To be done: In the entries below, replace "purple puffer jacket" with "green wool coat" wherever it occurs and write the lines out again with nothing else changed. Omit the pictures.

Data supplied:

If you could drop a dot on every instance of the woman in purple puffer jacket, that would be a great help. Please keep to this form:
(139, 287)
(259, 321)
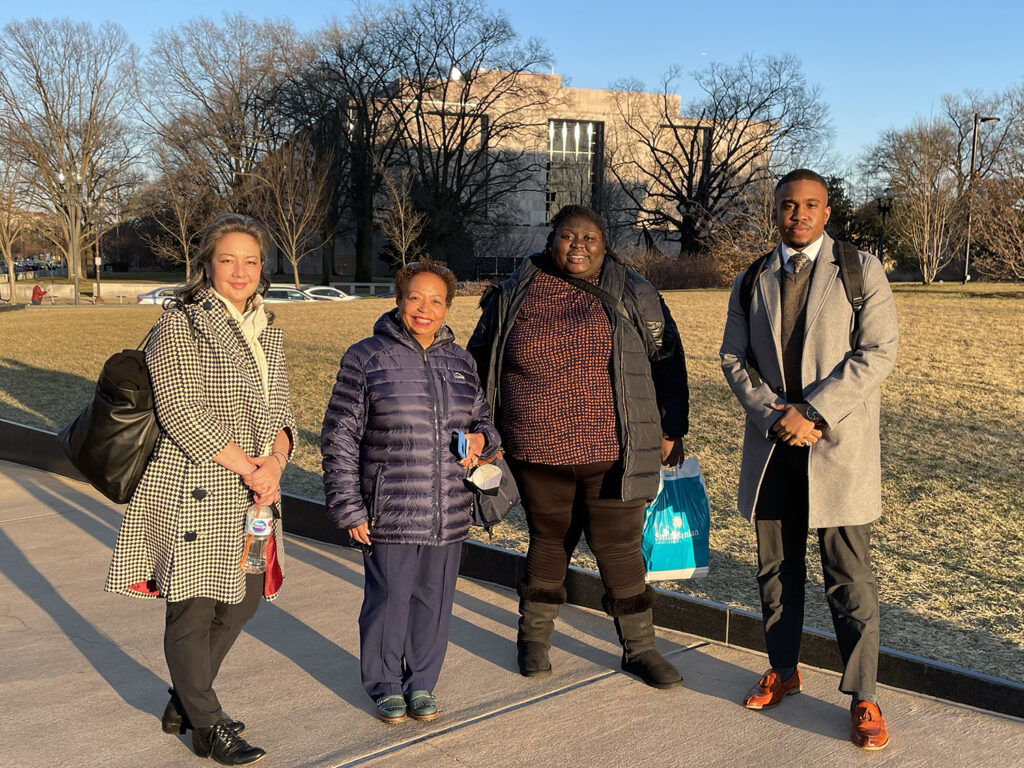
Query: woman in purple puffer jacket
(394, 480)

Expected answer:
If you could drop a dot on every instance of the woman in green wool coat, that would be a great help. Please keep to this form:
(139, 287)
(259, 321)
Query: woman in green wool coat
(394, 480)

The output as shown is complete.